__ABOUT THIS EXERCISE__
Output exactly the lines from the one holding "In the photo above, where can the bird's eye" through the final line of the entries.

__Dataset entries__
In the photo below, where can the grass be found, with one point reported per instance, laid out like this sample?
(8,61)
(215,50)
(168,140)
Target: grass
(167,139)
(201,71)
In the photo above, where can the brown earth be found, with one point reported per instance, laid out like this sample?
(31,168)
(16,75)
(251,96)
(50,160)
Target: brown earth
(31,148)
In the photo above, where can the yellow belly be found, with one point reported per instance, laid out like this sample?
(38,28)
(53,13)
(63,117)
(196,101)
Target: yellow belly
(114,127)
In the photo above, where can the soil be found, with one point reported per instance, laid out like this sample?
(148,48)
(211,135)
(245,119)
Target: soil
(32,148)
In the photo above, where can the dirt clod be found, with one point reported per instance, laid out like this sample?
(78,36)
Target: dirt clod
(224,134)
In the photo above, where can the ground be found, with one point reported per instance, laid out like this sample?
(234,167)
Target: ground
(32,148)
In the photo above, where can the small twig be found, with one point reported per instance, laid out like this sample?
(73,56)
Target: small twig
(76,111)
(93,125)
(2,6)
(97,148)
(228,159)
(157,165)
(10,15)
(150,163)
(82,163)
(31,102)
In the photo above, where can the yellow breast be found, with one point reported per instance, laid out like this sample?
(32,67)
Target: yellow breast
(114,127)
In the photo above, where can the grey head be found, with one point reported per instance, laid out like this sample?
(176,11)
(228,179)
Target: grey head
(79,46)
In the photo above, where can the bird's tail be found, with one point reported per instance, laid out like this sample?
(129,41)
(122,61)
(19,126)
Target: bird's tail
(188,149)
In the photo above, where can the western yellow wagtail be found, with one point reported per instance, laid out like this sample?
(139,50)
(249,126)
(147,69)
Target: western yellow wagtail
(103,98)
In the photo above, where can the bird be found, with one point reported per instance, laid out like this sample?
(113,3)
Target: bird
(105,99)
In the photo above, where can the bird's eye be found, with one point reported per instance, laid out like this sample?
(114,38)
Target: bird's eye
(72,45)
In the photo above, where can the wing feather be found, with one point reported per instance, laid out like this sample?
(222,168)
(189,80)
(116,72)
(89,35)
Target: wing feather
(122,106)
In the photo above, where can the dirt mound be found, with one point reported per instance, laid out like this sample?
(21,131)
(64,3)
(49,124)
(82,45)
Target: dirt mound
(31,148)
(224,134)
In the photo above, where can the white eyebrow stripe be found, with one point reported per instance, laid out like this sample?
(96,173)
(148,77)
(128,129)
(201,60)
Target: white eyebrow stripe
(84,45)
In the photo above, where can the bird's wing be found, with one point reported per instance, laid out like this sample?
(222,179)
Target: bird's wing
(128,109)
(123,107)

__SOLUTION TO THIS EXERCISE__
In the photo above, where can the bird's eye be found, with one point reported per instance, laid out like this sample?
(114,38)
Target: bird's eye
(72,45)
In the photo above, where can the wing feather be found, with one point reported per instance, laid out like this sample?
(222,168)
(189,80)
(116,72)
(89,35)
Target: wing feather
(122,106)
In the photo above, where can the dirt mound be found, with one point reported per instance, laid out like this sample?
(21,131)
(64,3)
(49,124)
(82,45)
Target: dirt mound
(31,148)
(224,134)
In the photo above, where can the white eyebrow stripe be found, with one point reported per instance, laid out like this sample?
(96,173)
(148,77)
(128,129)
(201,60)
Target: white eyebrow stripe
(84,45)
In the photo above, where can the bird's wing be found, with one point reported per instance, laid out like this sample?
(222,179)
Target: bird's wing
(128,109)
(123,107)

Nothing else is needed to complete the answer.